──────── EXTRACTED ENTRIES ────────
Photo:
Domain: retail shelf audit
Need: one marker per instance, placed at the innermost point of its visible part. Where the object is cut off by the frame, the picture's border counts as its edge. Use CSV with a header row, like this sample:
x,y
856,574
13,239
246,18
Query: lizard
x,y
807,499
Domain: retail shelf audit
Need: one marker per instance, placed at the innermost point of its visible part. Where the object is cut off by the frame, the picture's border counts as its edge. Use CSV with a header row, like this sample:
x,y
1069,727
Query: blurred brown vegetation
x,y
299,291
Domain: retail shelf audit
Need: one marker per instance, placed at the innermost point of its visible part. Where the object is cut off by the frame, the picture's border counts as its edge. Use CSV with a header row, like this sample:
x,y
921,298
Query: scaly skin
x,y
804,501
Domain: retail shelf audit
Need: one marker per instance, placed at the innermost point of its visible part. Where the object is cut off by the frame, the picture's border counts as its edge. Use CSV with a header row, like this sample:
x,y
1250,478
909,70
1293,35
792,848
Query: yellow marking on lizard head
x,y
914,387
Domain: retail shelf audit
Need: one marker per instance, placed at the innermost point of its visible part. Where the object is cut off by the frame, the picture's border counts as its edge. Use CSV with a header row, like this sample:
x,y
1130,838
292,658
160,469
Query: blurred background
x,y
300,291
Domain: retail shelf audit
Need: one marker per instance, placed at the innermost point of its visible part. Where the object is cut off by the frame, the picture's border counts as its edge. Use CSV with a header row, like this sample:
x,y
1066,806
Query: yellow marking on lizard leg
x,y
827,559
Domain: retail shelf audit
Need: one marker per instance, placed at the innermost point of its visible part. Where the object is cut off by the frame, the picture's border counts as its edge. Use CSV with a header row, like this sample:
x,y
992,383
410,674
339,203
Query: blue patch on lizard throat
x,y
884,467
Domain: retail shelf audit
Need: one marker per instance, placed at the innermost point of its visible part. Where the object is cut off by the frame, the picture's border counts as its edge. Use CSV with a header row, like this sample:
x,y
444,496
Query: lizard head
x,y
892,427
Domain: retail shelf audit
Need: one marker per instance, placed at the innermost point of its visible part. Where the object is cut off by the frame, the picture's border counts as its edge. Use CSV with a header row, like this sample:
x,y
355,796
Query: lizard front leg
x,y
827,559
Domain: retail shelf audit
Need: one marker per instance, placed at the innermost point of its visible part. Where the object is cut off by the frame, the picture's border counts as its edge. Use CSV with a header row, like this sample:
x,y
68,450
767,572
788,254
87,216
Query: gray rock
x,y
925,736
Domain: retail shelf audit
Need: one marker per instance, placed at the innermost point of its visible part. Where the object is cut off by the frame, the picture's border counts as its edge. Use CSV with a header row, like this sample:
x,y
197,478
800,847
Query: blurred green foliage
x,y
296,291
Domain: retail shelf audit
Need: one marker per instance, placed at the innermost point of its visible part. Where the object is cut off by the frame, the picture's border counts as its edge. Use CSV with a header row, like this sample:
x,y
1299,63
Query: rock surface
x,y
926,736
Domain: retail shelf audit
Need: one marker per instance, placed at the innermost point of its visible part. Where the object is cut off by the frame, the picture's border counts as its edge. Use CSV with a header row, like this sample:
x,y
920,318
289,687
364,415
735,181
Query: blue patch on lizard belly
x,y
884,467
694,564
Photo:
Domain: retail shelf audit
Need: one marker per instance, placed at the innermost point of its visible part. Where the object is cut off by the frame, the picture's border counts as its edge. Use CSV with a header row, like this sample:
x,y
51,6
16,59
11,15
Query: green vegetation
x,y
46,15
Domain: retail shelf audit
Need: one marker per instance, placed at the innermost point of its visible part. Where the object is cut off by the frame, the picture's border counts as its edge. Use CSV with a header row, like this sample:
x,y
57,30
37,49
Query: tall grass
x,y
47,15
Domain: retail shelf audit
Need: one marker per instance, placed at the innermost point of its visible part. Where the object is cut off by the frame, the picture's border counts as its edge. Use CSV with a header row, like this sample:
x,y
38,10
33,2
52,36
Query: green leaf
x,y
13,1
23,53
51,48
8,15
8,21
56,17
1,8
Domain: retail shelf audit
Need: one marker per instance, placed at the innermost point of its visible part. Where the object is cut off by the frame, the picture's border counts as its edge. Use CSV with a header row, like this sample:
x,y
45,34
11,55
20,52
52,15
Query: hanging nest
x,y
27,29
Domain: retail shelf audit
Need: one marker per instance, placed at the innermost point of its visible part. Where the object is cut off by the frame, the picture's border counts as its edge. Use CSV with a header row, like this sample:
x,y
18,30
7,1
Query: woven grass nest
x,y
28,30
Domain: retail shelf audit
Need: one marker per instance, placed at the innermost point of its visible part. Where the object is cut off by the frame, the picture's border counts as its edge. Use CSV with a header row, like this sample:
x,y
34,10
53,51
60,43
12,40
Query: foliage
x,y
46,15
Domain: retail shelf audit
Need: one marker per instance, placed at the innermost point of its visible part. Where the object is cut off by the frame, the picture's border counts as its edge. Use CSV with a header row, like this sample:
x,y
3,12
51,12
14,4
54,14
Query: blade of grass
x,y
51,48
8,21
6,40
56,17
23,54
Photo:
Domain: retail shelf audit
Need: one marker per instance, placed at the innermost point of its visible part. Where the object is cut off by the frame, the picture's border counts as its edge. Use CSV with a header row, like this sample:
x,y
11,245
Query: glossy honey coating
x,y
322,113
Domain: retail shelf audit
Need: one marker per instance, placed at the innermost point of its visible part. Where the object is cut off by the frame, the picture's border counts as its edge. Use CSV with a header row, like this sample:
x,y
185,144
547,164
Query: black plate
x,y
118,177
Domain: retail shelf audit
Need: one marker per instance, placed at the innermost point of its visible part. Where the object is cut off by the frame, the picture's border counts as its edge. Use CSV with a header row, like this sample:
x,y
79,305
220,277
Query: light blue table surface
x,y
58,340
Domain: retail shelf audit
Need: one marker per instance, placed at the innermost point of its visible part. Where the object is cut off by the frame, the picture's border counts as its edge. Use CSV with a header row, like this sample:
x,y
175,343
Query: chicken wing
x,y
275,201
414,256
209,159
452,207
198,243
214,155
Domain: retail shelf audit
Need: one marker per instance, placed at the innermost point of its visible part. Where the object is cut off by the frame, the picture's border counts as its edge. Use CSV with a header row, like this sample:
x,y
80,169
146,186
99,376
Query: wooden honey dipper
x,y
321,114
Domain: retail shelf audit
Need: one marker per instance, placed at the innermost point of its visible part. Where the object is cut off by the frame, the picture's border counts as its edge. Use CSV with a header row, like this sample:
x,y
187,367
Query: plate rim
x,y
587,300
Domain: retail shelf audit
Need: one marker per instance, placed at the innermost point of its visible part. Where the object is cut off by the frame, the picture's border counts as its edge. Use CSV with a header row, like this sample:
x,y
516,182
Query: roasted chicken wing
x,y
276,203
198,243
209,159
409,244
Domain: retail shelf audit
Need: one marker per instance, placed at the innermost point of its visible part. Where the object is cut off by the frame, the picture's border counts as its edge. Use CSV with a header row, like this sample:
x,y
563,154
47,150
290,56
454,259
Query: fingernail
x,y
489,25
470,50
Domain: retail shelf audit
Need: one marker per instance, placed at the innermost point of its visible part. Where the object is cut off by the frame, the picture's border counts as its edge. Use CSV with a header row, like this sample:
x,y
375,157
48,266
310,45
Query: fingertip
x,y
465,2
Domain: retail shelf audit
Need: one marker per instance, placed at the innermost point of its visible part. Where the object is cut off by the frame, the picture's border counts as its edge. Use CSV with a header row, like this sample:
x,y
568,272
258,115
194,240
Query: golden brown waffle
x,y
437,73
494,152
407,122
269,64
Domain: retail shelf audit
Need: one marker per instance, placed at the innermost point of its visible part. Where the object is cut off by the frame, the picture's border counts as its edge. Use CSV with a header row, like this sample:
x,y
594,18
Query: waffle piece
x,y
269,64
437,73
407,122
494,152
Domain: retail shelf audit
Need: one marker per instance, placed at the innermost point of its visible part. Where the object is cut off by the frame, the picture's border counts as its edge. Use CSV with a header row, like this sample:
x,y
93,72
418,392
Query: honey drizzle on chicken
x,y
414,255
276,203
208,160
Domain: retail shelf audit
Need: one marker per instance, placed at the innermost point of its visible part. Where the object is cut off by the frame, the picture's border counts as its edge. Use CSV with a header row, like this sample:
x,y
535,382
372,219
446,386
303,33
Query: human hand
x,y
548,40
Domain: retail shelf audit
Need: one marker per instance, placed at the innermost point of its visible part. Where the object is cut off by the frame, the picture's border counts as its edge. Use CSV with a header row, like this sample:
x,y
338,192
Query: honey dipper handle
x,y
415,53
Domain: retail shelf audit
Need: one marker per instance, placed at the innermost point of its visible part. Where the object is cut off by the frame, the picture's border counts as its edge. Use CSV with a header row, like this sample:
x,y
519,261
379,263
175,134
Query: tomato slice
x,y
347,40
────────
= WHAT THE TASK REQUIRES =
Copy out each line of the entries above that contains the string "surface".

= RESPONSE TO THE EXERCISE =
Query: rock surface
Query: light blue table surface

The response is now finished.